= YOUR OBJECTIVE =
Copy each line exactly, starting with the one that contains "the blurred foreground branch" and stopping after the last line of the material below, with nothing else.

[AVAILABLE DATA]

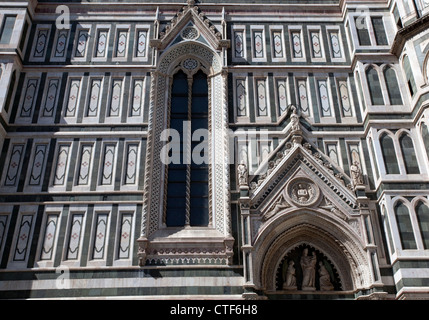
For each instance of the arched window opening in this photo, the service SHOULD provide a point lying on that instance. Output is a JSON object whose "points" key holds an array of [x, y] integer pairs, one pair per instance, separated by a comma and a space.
{"points": [[425, 137], [374, 87], [392, 86], [422, 211], [187, 182], [403, 220], [389, 154], [409, 155], [410, 77]]}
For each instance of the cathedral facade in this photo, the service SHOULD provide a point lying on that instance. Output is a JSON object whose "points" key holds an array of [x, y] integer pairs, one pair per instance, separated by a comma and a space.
{"points": [[214, 150]]}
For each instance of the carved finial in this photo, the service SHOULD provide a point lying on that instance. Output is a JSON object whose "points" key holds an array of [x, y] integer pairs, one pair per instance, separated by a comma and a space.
{"points": [[356, 173], [242, 174]]}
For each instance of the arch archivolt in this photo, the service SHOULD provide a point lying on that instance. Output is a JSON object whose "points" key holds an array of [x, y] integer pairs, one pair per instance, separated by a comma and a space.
{"points": [[334, 238]]}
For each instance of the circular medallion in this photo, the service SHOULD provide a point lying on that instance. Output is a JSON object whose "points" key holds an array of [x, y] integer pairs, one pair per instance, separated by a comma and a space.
{"points": [[302, 192], [190, 33], [190, 64]]}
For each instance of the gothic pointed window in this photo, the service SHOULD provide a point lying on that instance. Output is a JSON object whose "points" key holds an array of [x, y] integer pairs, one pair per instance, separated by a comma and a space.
{"points": [[422, 211], [389, 154], [187, 182], [409, 154], [392, 86], [405, 227], [374, 87]]}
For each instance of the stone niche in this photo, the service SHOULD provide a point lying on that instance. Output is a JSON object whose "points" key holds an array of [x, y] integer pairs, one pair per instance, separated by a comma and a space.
{"points": [[306, 269]]}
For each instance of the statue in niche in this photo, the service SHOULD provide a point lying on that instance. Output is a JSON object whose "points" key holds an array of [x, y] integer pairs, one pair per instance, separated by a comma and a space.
{"points": [[308, 265], [290, 283], [242, 174], [356, 173], [324, 278]]}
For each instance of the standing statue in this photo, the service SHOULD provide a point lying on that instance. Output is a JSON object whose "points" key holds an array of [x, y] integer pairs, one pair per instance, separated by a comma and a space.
{"points": [[308, 265], [242, 174], [290, 283], [325, 279], [356, 173]]}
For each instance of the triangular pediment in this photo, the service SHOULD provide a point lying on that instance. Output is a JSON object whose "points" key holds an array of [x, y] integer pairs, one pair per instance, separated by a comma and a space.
{"points": [[190, 23], [299, 176]]}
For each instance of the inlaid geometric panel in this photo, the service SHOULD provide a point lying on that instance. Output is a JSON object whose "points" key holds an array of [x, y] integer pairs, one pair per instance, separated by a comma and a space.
{"points": [[137, 98], [82, 43], [49, 237], [23, 239], [335, 44], [60, 48], [303, 96], [15, 160], [51, 95], [72, 98], [296, 44], [61, 165], [75, 234], [239, 44], [29, 98], [41, 43], [241, 97], [258, 44], [277, 44], [324, 98], [85, 165], [262, 108], [102, 43], [38, 164], [3, 225], [100, 236], [116, 98], [141, 43], [94, 98], [131, 163], [282, 97], [125, 236], [108, 164], [332, 152], [121, 43], [345, 98], [316, 44]]}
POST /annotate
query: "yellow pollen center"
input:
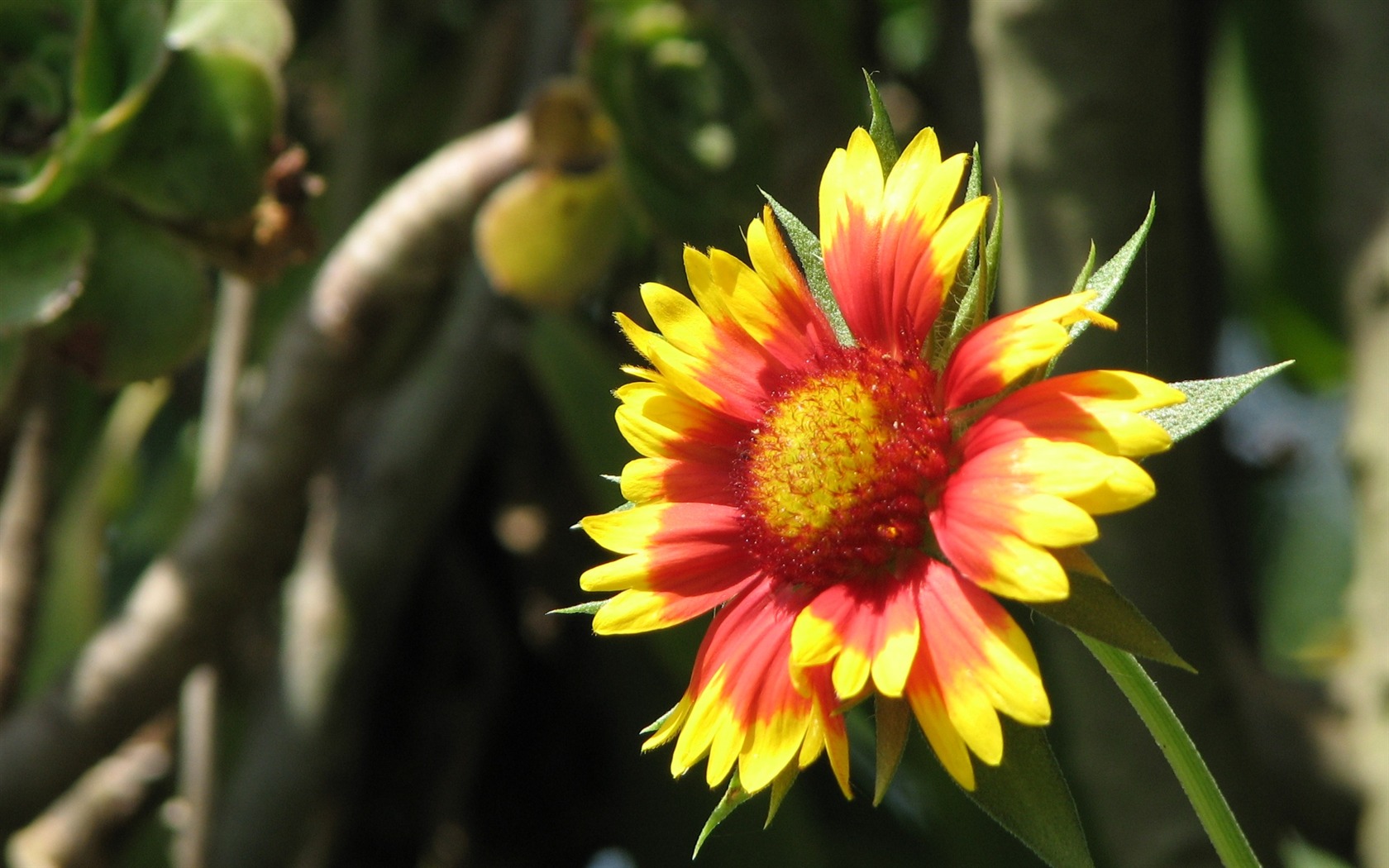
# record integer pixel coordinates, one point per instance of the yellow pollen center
(838, 478)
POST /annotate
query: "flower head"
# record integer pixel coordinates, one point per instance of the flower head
(849, 508)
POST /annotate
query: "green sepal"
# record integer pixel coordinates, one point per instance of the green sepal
(200, 147)
(118, 56)
(1086, 273)
(1206, 399)
(260, 26)
(892, 724)
(880, 130)
(623, 508)
(972, 308)
(806, 246)
(781, 785)
(659, 721)
(582, 608)
(43, 265)
(1109, 277)
(1100, 612)
(972, 189)
(146, 306)
(733, 796)
(1027, 794)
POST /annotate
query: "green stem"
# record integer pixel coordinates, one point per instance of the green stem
(1181, 753)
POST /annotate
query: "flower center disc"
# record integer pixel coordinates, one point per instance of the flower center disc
(838, 478)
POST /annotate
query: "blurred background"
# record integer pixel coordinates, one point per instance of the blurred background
(317, 435)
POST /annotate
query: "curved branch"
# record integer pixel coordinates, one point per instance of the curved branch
(238, 545)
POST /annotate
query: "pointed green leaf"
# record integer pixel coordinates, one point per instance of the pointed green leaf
(733, 796)
(659, 721)
(1107, 279)
(1084, 278)
(972, 189)
(806, 246)
(976, 300)
(781, 785)
(892, 723)
(1027, 794)
(881, 128)
(146, 304)
(200, 147)
(260, 26)
(990, 255)
(1100, 612)
(43, 263)
(582, 608)
(1206, 399)
(577, 375)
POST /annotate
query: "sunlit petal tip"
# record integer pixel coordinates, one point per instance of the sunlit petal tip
(851, 674)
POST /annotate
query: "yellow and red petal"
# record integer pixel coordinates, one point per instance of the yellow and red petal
(1002, 351)
(776, 318)
(802, 330)
(639, 612)
(671, 479)
(976, 661)
(929, 708)
(664, 525)
(864, 631)
(1102, 408)
(714, 377)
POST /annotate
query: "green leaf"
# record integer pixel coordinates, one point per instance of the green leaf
(202, 146)
(12, 359)
(733, 796)
(1100, 612)
(657, 723)
(692, 116)
(146, 306)
(43, 261)
(577, 377)
(582, 608)
(1206, 399)
(1086, 271)
(1027, 794)
(880, 130)
(781, 785)
(1107, 279)
(117, 56)
(892, 724)
(972, 189)
(974, 304)
(806, 246)
(260, 26)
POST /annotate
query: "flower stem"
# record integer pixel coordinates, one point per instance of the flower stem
(1181, 753)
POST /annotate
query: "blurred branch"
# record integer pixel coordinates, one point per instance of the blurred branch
(198, 702)
(22, 516)
(235, 547)
(390, 490)
(1362, 677)
(74, 831)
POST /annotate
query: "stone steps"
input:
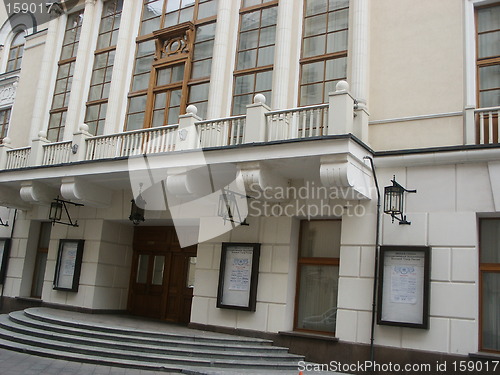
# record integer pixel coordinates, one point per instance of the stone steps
(37, 332)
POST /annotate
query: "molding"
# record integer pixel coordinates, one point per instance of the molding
(88, 194)
(416, 118)
(37, 193)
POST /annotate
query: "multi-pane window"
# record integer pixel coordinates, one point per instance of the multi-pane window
(255, 55)
(324, 49)
(156, 100)
(318, 275)
(64, 77)
(103, 66)
(488, 56)
(16, 52)
(4, 123)
(489, 270)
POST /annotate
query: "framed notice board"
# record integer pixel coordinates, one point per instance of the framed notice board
(403, 293)
(238, 277)
(4, 257)
(68, 266)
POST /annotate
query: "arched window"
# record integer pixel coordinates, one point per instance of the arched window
(16, 52)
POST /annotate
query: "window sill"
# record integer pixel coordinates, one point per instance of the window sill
(308, 335)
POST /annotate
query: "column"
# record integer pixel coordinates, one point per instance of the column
(83, 69)
(122, 69)
(219, 96)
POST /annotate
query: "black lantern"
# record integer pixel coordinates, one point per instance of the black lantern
(137, 210)
(56, 210)
(394, 201)
(228, 207)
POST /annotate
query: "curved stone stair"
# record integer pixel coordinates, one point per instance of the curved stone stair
(36, 331)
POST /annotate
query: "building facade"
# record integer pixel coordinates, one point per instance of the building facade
(247, 125)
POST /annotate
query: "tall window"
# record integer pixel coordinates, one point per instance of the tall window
(103, 66)
(173, 61)
(317, 276)
(64, 78)
(489, 269)
(16, 52)
(324, 49)
(4, 123)
(488, 56)
(255, 55)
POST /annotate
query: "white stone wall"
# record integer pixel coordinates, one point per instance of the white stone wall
(276, 287)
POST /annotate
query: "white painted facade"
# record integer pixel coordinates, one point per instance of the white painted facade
(411, 74)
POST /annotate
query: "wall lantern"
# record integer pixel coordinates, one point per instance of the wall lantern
(228, 207)
(394, 201)
(56, 210)
(136, 210)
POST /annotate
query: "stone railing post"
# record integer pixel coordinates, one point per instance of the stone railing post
(341, 110)
(187, 135)
(36, 155)
(79, 144)
(255, 127)
(4, 147)
(469, 125)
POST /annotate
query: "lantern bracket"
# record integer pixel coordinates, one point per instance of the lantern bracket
(55, 212)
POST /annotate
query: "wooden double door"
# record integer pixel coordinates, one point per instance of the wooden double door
(162, 277)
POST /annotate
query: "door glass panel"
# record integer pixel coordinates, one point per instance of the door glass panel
(142, 269)
(491, 311)
(159, 263)
(191, 272)
(318, 306)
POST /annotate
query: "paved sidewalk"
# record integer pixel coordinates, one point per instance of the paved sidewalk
(14, 363)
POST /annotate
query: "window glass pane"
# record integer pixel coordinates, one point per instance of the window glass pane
(173, 115)
(208, 9)
(489, 44)
(250, 21)
(315, 7)
(199, 92)
(338, 20)
(337, 42)
(317, 308)
(315, 25)
(244, 84)
(489, 77)
(247, 59)
(491, 310)
(336, 68)
(313, 72)
(142, 269)
(488, 18)
(264, 81)
(311, 94)
(190, 282)
(266, 56)
(314, 46)
(320, 239)
(158, 265)
(249, 39)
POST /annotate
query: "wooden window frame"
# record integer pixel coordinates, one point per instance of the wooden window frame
(314, 261)
(256, 69)
(484, 268)
(160, 61)
(318, 58)
(485, 61)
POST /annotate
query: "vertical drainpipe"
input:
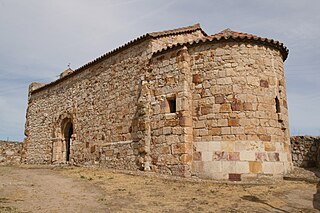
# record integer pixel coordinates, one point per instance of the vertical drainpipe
(184, 108)
(144, 108)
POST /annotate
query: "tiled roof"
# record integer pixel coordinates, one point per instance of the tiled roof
(133, 42)
(145, 37)
(178, 31)
(229, 35)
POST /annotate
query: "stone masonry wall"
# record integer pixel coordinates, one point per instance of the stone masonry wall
(238, 130)
(305, 151)
(10, 152)
(101, 102)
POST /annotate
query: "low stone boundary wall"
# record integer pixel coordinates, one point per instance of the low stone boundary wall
(305, 151)
(10, 152)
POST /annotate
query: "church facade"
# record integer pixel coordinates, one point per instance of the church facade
(176, 102)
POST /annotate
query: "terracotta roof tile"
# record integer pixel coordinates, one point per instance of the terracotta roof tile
(135, 41)
(229, 35)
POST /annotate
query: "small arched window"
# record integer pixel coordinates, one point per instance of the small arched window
(277, 105)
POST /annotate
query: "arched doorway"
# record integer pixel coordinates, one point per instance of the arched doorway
(67, 133)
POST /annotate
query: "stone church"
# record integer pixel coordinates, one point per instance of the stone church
(176, 102)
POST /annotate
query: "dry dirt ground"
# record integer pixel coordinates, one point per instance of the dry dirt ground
(71, 189)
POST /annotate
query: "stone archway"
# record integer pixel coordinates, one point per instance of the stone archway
(67, 130)
(63, 138)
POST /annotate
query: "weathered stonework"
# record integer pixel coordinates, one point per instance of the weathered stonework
(10, 152)
(176, 102)
(305, 151)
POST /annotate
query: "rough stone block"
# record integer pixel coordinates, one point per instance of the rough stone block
(233, 122)
(181, 148)
(234, 177)
(219, 99)
(242, 167)
(228, 166)
(255, 167)
(261, 156)
(225, 108)
(264, 83)
(197, 156)
(269, 146)
(214, 146)
(228, 146)
(268, 167)
(273, 156)
(234, 156)
(218, 155)
(214, 131)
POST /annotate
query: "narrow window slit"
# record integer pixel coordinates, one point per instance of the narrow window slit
(172, 105)
(277, 105)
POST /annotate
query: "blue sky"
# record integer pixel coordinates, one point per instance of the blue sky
(39, 38)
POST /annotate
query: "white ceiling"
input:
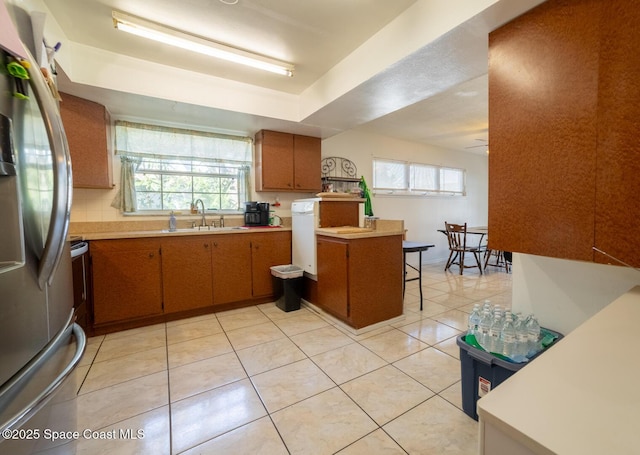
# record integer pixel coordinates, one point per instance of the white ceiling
(436, 95)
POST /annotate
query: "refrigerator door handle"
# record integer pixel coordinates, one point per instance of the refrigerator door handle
(62, 180)
(38, 402)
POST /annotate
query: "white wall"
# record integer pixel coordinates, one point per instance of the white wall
(422, 215)
(564, 294)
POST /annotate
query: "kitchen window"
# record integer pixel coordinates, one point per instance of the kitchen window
(167, 169)
(403, 178)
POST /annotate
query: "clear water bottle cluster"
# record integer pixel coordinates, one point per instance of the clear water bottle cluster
(513, 335)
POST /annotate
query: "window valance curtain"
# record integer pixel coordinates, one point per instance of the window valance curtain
(152, 141)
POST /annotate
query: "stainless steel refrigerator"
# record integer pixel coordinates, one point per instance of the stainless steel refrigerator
(40, 345)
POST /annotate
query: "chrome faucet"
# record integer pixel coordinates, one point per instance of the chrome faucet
(203, 221)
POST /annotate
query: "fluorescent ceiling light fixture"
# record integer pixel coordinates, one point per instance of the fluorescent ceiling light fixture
(166, 35)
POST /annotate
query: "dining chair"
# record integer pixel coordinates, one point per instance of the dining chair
(497, 258)
(459, 247)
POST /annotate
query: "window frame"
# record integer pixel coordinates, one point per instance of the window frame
(409, 187)
(213, 167)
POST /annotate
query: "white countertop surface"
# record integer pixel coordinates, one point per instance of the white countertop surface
(583, 395)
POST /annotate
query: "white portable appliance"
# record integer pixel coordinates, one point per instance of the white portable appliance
(304, 221)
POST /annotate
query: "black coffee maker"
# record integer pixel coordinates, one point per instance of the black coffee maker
(256, 213)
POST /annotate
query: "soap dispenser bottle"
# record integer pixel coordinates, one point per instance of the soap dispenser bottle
(172, 222)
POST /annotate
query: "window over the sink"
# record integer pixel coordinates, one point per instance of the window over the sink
(167, 168)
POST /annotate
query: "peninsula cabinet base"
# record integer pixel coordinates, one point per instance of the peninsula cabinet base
(360, 280)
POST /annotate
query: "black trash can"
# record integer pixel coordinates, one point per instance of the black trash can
(287, 286)
(482, 372)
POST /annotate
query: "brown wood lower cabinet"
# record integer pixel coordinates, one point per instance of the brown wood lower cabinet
(127, 279)
(140, 281)
(360, 280)
(186, 273)
(231, 259)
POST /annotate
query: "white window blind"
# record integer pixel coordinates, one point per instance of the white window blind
(403, 178)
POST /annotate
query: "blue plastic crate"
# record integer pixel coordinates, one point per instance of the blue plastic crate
(482, 372)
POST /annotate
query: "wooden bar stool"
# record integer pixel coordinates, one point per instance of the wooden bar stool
(413, 247)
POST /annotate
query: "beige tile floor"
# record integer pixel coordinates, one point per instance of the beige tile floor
(261, 381)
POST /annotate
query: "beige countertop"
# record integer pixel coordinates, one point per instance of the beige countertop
(349, 233)
(180, 232)
(582, 395)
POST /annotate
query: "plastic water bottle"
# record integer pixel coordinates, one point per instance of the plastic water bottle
(483, 333)
(533, 330)
(522, 336)
(508, 336)
(474, 321)
(494, 332)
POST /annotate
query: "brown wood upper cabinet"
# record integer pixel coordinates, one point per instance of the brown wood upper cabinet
(88, 129)
(287, 162)
(563, 166)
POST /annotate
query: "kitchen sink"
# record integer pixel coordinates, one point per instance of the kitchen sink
(211, 229)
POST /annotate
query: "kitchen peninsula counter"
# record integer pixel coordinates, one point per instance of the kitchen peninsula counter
(359, 276)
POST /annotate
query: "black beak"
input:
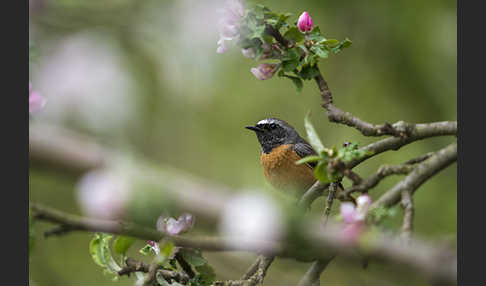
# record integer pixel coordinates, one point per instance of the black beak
(254, 128)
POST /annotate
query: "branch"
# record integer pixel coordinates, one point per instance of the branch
(312, 194)
(311, 277)
(399, 129)
(383, 172)
(407, 205)
(140, 266)
(419, 132)
(308, 243)
(419, 175)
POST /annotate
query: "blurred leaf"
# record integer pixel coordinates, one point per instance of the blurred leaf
(297, 81)
(122, 244)
(207, 273)
(193, 257)
(321, 172)
(312, 135)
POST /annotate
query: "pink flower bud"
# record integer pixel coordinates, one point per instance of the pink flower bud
(305, 23)
(248, 53)
(264, 71)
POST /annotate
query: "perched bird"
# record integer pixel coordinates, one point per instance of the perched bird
(281, 148)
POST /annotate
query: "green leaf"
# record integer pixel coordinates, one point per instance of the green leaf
(319, 51)
(99, 249)
(291, 59)
(295, 34)
(297, 81)
(330, 42)
(207, 273)
(161, 280)
(122, 244)
(344, 44)
(320, 171)
(193, 257)
(308, 72)
(166, 249)
(290, 65)
(316, 36)
(312, 158)
(147, 250)
(312, 135)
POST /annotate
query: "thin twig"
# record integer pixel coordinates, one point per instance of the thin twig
(133, 265)
(408, 211)
(383, 172)
(421, 173)
(311, 277)
(330, 198)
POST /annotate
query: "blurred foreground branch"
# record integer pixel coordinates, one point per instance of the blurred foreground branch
(311, 243)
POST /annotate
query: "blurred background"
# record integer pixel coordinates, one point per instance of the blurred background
(143, 79)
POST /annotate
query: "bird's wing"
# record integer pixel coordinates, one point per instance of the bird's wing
(304, 149)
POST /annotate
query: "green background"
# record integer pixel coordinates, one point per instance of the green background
(185, 106)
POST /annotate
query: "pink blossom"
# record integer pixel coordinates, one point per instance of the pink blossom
(354, 218)
(103, 194)
(172, 226)
(305, 23)
(248, 53)
(154, 245)
(229, 23)
(36, 101)
(264, 71)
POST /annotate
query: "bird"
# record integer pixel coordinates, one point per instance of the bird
(281, 148)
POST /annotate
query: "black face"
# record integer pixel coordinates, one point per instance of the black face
(273, 132)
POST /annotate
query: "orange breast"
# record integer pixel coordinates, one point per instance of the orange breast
(281, 171)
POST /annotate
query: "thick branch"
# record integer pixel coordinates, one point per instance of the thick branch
(383, 172)
(399, 129)
(419, 175)
(311, 244)
(419, 132)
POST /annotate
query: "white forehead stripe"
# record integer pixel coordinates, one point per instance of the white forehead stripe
(264, 121)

[/AVAILABLE DATA]

= TASK ANSWER =
# record integer pixel coordinates, one point per instance of the blurred foreground branch
(311, 243)
POST /annotate
query: "blurred background"
# record integer pixel coordinates, one point per instance of the blurred background
(143, 79)
POST /annotate
query: "bird's wing"
# record integer pixel coordinates, one point per instance of the bird's wing
(304, 149)
POST /annotate
query: "green background"
# record integer pixel coordinates, one point per instance of the green background
(185, 106)
POST /annotate
query: "pink blossom"
# record integer pixel coordinates, one point per instance of the pink blossom
(354, 218)
(103, 194)
(172, 226)
(305, 23)
(248, 53)
(154, 245)
(229, 23)
(36, 101)
(264, 71)
POST /annotate
query: "bird"
# record integer pixel coordinates, one point per instance of the bird
(281, 148)
POST /annotate
query: "black face"
# record integer pixel coordinates, one point per instance of the black face
(273, 132)
POST /annotate
query: "orange breast"
# record integer pixel coordinates, one point per instance of the orange breast
(281, 171)
POST /annotate
query: "thick branch"
# record integer pixel coordinates, one point per instance of the thick branch
(383, 172)
(399, 129)
(419, 175)
(311, 244)
(419, 132)
POST /annotate
query: "white forehead stripe"
# record integer pixel coordinates, one point per instance of the white forehead stripe
(264, 121)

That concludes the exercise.